## start

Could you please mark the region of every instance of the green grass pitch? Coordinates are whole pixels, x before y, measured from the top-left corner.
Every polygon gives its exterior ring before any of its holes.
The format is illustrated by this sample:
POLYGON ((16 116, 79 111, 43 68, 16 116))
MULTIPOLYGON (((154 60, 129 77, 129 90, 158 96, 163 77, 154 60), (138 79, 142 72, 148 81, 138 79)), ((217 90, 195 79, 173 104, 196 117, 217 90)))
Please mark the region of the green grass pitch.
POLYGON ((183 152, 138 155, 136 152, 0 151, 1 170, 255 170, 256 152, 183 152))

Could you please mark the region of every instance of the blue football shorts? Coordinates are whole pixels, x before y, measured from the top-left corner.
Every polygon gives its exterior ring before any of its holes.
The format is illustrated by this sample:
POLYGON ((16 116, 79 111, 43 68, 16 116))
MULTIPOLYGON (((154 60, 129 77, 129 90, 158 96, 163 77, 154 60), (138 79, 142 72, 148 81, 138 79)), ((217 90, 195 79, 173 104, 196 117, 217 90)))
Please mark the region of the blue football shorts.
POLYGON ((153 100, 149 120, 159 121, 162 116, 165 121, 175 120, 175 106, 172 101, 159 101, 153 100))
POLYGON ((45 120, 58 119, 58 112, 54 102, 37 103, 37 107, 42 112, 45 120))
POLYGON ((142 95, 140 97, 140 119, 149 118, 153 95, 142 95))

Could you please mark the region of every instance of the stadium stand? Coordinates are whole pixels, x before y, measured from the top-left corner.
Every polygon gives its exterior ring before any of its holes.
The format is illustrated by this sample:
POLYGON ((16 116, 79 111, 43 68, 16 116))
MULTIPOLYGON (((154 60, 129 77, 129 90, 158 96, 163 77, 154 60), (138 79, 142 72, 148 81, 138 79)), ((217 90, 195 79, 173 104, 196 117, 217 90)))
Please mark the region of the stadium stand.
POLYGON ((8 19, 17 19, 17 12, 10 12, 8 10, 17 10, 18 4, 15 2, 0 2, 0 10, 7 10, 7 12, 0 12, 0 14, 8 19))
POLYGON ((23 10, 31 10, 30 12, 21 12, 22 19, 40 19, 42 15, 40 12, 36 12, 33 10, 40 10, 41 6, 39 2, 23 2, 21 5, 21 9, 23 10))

## end

* Your task
Reproduce the rows above, starting at the first row and ending at the line containing "POLYGON ((183 152, 138", both included, with requests kept. Offset every coordinate in the answer polygons by adding 96, and leave all other numbers unchanged.

* Exercise response
Could you please mark the region of every instance of the green grass pitch? Coordinates are whole pixels, x before y, measured from the top-left corner.
Every polygon gives its exterior ring before any of its holes.
The format is illustrated by this sample:
POLYGON ((16 116, 79 111, 43 68, 16 116))
MULTIPOLYGON (((154 60, 129 77, 129 90, 158 96, 163 77, 154 60), (138 79, 142 72, 148 81, 138 79)), ((217 90, 195 79, 173 104, 196 117, 217 90)))
Please mark the region of the green grass pitch.
POLYGON ((279 248, 234 251, 232 248, 96 247, 97 266, 351 266, 352 248, 279 248))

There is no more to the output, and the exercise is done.